**Task details**
Copy exactly the lines from the "of the dirt" line to the end, both included, and nothing else.

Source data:
***
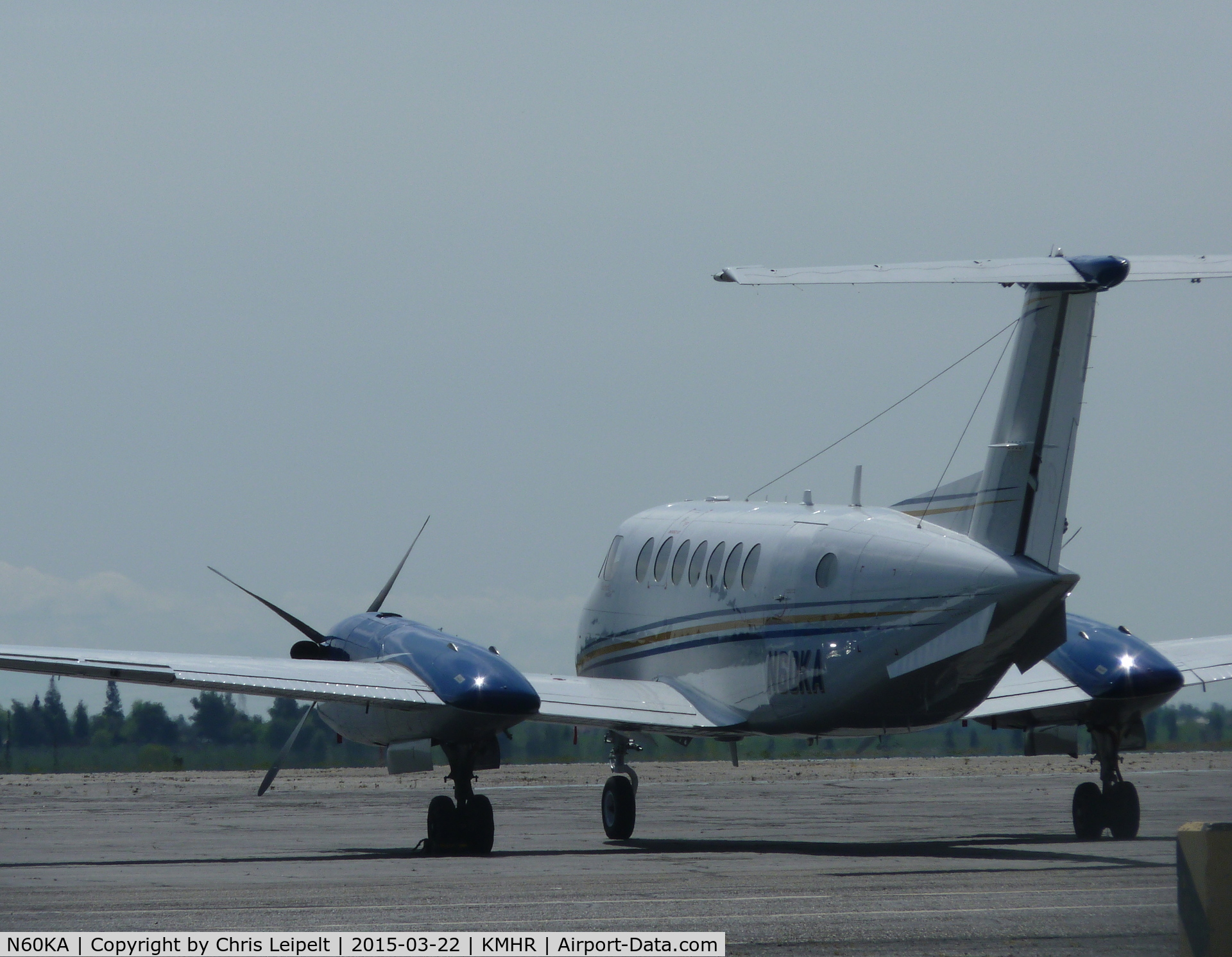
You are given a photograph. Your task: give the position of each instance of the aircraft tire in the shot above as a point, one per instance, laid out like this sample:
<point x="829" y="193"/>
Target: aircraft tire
<point x="619" y="808"/>
<point x="478" y="825"/>
<point x="1088" y="812"/>
<point x="1123" y="811"/>
<point x="443" y="824"/>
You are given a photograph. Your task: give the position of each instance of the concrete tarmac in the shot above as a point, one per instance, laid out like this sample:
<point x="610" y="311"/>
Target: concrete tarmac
<point x="893" y="856"/>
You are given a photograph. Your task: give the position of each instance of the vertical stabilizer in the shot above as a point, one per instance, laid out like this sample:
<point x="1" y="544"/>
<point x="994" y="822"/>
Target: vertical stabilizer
<point x="1022" y="508"/>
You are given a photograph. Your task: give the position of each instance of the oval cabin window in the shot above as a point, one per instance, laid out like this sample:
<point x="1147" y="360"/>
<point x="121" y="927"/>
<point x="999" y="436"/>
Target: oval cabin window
<point x="751" y="567"/>
<point x="609" y="568"/>
<point x="644" y="560"/>
<point x="661" y="561"/>
<point x="678" y="565"/>
<point x="733" y="565"/>
<point x="715" y="565"/>
<point x="695" y="565"/>
<point x="826" y="569"/>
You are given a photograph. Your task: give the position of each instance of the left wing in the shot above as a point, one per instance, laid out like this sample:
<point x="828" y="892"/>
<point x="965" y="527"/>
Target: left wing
<point x="1201" y="660"/>
<point x="1040" y="686"/>
<point x="359" y="683"/>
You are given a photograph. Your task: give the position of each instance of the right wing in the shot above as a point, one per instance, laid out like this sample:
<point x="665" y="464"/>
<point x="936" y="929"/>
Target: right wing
<point x="606" y="702"/>
<point x="357" y="683"/>
<point x="1199" y="659"/>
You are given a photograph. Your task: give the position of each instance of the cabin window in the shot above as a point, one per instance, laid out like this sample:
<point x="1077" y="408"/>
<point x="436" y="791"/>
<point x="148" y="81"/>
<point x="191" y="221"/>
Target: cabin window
<point x="826" y="571"/>
<point x="695" y="565"/>
<point x="733" y="565"/>
<point x="661" y="561"/>
<point x="678" y="565"/>
<point x="751" y="567"/>
<point x="715" y="565"/>
<point x="609" y="568"/>
<point x="644" y="560"/>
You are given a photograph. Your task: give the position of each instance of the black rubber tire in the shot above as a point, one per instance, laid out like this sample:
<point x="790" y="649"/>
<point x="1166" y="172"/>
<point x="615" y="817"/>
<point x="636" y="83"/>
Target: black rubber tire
<point x="478" y="825"/>
<point x="1122" y="811"/>
<point x="1088" y="812"/>
<point x="619" y="808"/>
<point x="443" y="825"/>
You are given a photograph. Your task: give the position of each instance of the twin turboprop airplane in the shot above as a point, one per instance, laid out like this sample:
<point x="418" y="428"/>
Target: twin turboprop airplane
<point x="735" y="619"/>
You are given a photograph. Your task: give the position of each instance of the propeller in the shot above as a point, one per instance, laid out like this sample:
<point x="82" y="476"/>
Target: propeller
<point x="286" y="749"/>
<point x="285" y="615"/>
<point x="385" y="592"/>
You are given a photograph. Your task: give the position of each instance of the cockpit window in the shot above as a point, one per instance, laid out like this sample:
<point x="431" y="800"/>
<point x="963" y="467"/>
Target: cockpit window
<point x="609" y="568"/>
<point x="695" y="565"/>
<point x="716" y="564"/>
<point x="678" y="564"/>
<point x="733" y="565"/>
<point x="644" y="560"/>
<point x="751" y="567"/>
<point x="661" y="561"/>
<point x="826" y="569"/>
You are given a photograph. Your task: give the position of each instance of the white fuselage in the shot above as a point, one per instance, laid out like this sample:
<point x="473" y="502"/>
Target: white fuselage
<point x="786" y="647"/>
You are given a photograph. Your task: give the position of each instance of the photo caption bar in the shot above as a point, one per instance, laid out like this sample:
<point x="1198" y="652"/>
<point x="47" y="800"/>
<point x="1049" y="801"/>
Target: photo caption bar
<point x="465" y="944"/>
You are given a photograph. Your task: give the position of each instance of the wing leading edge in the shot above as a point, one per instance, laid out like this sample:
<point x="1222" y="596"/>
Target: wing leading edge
<point x="1201" y="662"/>
<point x="359" y="683"/>
<point x="645" y="706"/>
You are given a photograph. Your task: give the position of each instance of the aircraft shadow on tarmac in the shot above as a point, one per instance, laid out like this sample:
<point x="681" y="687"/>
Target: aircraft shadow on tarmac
<point x="1005" y="848"/>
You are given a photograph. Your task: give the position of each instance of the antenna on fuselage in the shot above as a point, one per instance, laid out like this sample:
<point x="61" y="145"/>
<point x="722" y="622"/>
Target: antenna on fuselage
<point x="385" y="592"/>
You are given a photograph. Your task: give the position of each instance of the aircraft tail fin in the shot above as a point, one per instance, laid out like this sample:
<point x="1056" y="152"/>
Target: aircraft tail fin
<point x="1032" y="454"/>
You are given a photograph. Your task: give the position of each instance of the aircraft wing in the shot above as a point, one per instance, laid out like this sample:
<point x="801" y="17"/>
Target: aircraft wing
<point x="616" y="702"/>
<point x="350" y="682"/>
<point x="1199" y="659"/>
<point x="647" y="706"/>
<point x="1040" y="686"/>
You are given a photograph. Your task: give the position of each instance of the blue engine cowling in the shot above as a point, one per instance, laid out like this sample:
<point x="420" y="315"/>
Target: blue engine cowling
<point x="1111" y="664"/>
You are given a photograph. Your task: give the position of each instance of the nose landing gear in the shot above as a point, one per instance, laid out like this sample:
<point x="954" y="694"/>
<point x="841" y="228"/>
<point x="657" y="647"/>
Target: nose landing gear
<point x="620" y="793"/>
<point x="465" y="827"/>
<point x="1115" y="807"/>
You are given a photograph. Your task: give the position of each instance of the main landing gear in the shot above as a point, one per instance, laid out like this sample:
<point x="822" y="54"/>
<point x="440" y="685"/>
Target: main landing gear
<point x="620" y="793"/>
<point x="465" y="827"/>
<point x="1116" y="806"/>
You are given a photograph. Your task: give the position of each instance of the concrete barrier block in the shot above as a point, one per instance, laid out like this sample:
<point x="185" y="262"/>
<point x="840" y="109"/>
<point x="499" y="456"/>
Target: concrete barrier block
<point x="1204" y="890"/>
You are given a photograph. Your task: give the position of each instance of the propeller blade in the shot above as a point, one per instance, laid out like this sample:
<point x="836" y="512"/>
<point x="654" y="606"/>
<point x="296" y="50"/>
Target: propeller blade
<point x="282" y="755"/>
<point x="286" y="616"/>
<point x="385" y="592"/>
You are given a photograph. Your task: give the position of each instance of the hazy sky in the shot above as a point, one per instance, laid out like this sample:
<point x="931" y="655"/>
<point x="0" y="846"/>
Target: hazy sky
<point x="280" y="280"/>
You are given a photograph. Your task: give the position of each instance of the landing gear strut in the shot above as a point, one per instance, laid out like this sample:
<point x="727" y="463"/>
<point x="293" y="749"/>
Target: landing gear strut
<point x="1116" y="806"/>
<point x="463" y="827"/>
<point x="620" y="793"/>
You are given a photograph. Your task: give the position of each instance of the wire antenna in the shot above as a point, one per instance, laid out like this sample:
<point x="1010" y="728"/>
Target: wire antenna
<point x="970" y="418"/>
<point x="889" y="408"/>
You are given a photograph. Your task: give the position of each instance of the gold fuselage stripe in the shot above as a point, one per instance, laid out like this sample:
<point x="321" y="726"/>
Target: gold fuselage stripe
<point x="759" y="623"/>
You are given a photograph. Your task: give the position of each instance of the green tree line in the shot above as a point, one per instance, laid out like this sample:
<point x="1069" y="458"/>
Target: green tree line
<point x="42" y="736"/>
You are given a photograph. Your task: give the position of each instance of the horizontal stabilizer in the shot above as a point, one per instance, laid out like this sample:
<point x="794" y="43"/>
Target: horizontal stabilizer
<point x="1179" y="268"/>
<point x="1092" y="273"/>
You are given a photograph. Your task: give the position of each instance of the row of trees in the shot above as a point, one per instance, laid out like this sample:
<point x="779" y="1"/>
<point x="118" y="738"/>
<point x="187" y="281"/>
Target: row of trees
<point x="215" y="721"/>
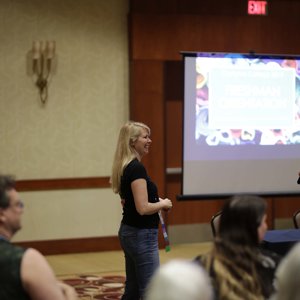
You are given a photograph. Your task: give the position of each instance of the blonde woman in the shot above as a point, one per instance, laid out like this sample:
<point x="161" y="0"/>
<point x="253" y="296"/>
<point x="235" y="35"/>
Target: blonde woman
<point x="138" y="231"/>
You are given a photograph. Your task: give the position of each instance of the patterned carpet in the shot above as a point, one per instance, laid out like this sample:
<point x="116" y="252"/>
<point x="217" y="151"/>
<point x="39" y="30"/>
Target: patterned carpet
<point x="97" y="287"/>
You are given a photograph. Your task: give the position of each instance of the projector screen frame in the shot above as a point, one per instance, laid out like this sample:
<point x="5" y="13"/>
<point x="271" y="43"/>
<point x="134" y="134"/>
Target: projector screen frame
<point x="206" y="196"/>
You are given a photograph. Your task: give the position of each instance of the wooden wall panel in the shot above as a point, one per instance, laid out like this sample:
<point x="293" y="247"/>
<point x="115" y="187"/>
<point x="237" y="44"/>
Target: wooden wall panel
<point x="152" y="39"/>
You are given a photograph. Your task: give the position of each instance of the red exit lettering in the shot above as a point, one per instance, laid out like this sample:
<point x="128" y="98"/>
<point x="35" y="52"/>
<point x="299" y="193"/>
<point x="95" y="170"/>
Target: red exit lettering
<point x="257" y="7"/>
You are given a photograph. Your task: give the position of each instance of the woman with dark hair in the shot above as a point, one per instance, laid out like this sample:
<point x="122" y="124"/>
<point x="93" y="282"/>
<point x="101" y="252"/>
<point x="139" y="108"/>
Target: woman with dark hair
<point x="236" y="265"/>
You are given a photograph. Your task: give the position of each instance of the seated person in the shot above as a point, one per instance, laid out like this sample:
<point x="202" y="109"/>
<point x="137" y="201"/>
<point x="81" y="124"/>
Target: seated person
<point x="236" y="264"/>
<point x="24" y="273"/>
<point x="288" y="276"/>
<point x="179" y="280"/>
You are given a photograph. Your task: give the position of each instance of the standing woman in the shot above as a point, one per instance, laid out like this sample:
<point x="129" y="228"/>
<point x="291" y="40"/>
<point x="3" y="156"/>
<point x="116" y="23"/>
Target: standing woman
<point x="138" y="231"/>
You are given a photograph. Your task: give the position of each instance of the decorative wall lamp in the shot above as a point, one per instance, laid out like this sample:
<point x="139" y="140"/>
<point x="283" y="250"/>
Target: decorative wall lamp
<point x="43" y="54"/>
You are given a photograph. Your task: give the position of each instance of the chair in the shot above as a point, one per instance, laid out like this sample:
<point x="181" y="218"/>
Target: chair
<point x="296" y="219"/>
<point x="214" y="223"/>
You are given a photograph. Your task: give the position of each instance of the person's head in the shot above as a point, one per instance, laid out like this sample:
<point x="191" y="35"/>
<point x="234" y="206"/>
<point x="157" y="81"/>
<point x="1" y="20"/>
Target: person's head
<point x="177" y="280"/>
<point x="133" y="142"/>
<point x="134" y="138"/>
<point x="243" y="220"/>
<point x="288" y="276"/>
<point x="11" y="207"/>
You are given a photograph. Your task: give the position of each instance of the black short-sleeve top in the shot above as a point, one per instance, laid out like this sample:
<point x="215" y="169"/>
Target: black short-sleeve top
<point x="133" y="171"/>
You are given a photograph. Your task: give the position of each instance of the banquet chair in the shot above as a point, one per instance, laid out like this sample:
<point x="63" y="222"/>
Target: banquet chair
<point x="296" y="219"/>
<point x="214" y="223"/>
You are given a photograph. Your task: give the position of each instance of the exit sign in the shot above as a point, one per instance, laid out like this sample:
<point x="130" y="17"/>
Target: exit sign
<point x="257" y="8"/>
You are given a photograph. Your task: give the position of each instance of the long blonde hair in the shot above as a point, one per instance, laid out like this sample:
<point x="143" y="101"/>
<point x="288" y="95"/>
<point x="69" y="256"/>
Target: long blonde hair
<point x="125" y="152"/>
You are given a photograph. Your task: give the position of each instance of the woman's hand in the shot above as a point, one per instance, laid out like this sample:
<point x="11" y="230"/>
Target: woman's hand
<point x="167" y="203"/>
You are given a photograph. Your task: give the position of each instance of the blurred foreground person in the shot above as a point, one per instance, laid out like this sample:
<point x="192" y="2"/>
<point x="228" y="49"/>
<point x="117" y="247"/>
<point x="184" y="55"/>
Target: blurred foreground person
<point x="179" y="280"/>
<point x="288" y="276"/>
<point x="24" y="273"/>
<point x="239" y="269"/>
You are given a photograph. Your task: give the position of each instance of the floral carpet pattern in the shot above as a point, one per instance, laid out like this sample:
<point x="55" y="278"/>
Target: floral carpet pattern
<point x="97" y="287"/>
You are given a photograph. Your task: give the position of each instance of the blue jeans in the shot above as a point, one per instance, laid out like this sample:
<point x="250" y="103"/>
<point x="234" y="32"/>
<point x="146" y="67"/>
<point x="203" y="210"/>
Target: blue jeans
<point x="140" y="246"/>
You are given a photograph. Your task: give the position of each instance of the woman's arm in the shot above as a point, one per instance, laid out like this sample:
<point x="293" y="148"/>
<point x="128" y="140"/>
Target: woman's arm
<point x="140" y="195"/>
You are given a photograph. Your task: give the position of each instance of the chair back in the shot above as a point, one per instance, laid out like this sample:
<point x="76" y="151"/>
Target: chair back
<point x="296" y="219"/>
<point x="214" y="223"/>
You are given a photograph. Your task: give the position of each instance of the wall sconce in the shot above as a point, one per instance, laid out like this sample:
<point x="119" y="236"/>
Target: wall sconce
<point x="43" y="54"/>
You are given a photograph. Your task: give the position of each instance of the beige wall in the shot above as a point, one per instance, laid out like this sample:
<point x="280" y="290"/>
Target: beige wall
<point x="74" y="134"/>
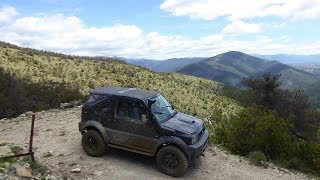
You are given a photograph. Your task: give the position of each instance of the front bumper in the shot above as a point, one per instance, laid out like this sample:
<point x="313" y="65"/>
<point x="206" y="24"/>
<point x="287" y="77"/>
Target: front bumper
<point x="198" y="148"/>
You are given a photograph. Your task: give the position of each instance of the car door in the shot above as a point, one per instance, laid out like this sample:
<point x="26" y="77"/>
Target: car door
<point x="134" y="134"/>
<point x="104" y="111"/>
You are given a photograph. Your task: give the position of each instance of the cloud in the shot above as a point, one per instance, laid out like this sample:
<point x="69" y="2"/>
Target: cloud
<point x="70" y="35"/>
<point x="240" y="27"/>
<point x="244" y="9"/>
<point x="7" y="13"/>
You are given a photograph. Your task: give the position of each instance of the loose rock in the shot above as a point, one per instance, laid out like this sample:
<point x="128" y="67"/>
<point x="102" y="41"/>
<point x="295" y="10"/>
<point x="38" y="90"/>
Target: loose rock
<point x="3" y="143"/>
<point x="76" y="170"/>
<point x="22" y="171"/>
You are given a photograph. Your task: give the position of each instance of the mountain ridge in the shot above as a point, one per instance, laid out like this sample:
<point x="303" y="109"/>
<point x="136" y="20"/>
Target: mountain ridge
<point x="232" y="66"/>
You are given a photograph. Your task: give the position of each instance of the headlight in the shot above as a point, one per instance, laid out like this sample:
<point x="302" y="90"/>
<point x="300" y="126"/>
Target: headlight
<point x="194" y="138"/>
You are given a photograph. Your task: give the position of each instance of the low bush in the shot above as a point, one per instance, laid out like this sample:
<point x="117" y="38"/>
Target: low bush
<point x="257" y="158"/>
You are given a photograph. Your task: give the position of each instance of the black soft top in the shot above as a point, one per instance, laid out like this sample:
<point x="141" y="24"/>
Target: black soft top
<point x="129" y="92"/>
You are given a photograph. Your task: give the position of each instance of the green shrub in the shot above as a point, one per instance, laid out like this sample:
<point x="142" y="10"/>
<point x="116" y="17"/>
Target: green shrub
<point x="259" y="129"/>
<point x="257" y="158"/>
<point x="293" y="163"/>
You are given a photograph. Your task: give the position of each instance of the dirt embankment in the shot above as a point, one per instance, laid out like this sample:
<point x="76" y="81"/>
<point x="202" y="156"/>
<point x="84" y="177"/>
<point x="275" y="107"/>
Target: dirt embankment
<point x="58" y="146"/>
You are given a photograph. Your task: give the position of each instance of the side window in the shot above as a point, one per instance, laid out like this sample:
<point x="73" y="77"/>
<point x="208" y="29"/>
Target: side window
<point x="129" y="109"/>
<point x="105" y="106"/>
<point x="94" y="98"/>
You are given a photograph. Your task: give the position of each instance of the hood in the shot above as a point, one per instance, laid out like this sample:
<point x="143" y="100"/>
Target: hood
<point x="184" y="123"/>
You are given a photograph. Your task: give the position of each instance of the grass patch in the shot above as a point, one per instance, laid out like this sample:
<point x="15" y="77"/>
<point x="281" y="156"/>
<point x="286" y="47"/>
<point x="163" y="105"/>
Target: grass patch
<point x="36" y="166"/>
<point x="16" y="149"/>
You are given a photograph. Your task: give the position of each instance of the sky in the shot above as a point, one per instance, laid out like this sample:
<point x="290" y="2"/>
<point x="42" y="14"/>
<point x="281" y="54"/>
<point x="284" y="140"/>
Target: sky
<point x="162" y="29"/>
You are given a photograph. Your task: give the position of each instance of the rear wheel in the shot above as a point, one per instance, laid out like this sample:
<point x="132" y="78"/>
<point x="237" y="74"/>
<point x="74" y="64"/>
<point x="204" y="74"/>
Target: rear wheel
<point x="172" y="161"/>
<point x="93" y="143"/>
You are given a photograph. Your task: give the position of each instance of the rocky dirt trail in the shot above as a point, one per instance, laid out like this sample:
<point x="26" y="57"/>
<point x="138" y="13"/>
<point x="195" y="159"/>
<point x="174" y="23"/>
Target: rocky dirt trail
***
**Full solution**
You are given a photograph. Your task: give the position of each instance of the dirt embankment in the shot above as a point, one per instance, laid out like this sample:
<point x="76" y="81"/>
<point x="202" y="156"/>
<point x="84" y="177"/>
<point x="275" y="107"/>
Target: dirt embankment
<point x="58" y="146"/>
You are given a photograph. Your task: give the position of each instance of the side window in the shot above as a point, one per instance, laid out like this sample:
<point x="73" y="77"/>
<point x="208" y="29"/>
Target: side window
<point x="129" y="109"/>
<point x="105" y="106"/>
<point x="94" y="98"/>
You are given a photograph. Your task: give the position of each instance of the hood in the shot above as a point, one per instance, laid out like this sample:
<point x="143" y="100"/>
Target: hood
<point x="184" y="123"/>
You are given a photograph. Your task: give the position of each instance of the grass patch in the shot above as a point, one per instance, laid out like this sample:
<point x="15" y="77"/>
<point x="281" y="156"/>
<point x="286" y="47"/>
<point x="163" y="105"/>
Target: grass patch
<point x="36" y="166"/>
<point x="16" y="149"/>
You are given a photograph. Your task: give the position of each instance of the sky in the shot above as a point, one per instance, laid out like this sample:
<point x="290" y="2"/>
<point x="42" y="14"/>
<point x="281" y="54"/>
<point x="284" y="140"/>
Target: sky
<point x="162" y="29"/>
You are given a photograph. Your task: give the position of each instance of the rear wheel in the shot above as a point, one per instance, laid out like this sample:
<point x="132" y="78"/>
<point x="237" y="74"/>
<point x="74" y="64"/>
<point x="204" y="74"/>
Target: rear wheel
<point x="172" y="161"/>
<point x="93" y="143"/>
You are given a photograph. Your task: give the position of each instance of the rocky dirt trail in the shot above as a point, one per instance, laid out like this sample:
<point x="26" y="57"/>
<point x="138" y="13"/>
<point x="195" y="159"/>
<point x="174" y="23"/>
Target: rocky dirt trail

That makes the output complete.